犬たちとそりを操り、アラスカの原野を駆け抜ける世界最長の犬ぞりレース「アイディタロッド」。このレースに25年にわたり参加し続けてきたマーティン・ビューザーさんは近年、コースとなっているアラスカの環境が、どんどん暖かくなっているといいます。コースの状態は激変し、実施の時期も変更を迫られようとしています。

アラスカの原野からの証言

私の名前は、マーティン・ビューザーです。私はスイスで生まれ育ち、アウトドア・スポーツをずっと愛してきました。犬ぞりを引く犬たちと出会ったのは、10代の頃です。以来、それが余暇の楽しみとなりました。犬で生計を立てるつもりも、人生を彼らに捧げるつもりもありませんでしたが、なんとなく成り行きでそうなってしまいました。

_取り組む課題_:
**1.** 犬ぞりレースについての文章によると、マーティン・ビューザーさんはアイディタロッドに何年にわたって参加し続けてきましたか。
**2.** 犬ぞりレースについての文章のうち、「私の名前は、マーティン・ビュ」で始まり「きでそうなってしまいました。」で終わる部分を、一字も変えずにそのまま書き写してください。

_提供資料_:
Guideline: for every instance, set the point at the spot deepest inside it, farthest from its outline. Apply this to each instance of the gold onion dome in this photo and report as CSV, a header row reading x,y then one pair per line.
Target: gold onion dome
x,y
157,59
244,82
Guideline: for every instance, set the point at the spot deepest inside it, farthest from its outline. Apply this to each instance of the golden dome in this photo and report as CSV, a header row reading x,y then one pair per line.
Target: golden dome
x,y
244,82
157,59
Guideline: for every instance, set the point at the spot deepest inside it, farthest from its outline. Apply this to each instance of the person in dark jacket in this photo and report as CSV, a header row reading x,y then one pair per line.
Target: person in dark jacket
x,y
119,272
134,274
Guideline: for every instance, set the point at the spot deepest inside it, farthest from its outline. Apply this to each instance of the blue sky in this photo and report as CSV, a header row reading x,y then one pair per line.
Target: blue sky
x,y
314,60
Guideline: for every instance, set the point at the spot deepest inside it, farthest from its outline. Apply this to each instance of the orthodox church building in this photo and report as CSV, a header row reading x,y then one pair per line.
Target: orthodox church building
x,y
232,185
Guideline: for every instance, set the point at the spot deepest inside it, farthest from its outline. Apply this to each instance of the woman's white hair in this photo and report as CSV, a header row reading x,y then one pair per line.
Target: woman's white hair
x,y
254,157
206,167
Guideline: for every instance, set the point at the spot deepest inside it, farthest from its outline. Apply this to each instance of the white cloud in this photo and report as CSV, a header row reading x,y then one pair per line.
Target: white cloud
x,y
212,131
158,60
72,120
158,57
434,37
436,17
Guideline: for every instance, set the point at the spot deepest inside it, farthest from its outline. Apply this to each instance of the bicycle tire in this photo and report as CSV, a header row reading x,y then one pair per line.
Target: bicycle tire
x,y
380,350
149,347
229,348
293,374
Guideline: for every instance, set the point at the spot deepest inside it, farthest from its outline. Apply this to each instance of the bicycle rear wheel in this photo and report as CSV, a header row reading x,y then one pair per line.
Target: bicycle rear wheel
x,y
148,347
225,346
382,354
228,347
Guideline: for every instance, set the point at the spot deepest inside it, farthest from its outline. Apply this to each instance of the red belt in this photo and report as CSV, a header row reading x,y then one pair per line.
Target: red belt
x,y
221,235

_期待される回答_:
**1.** 25年です。

**2.**
私の名前は、マーティン・ビューザーです。私はスイスで生まれ育ち、アウトドア・スポーツをずっと愛してきました。犬ぞりを引く犬たちと出会ったのは、10代の頃です。以来、それが余暇の楽しみとなりました。犬で生計を立てるつもりも、人生を彼らに捧げるつもりもありませんでしたが、なんとなく成り行きでそうなってしまいました。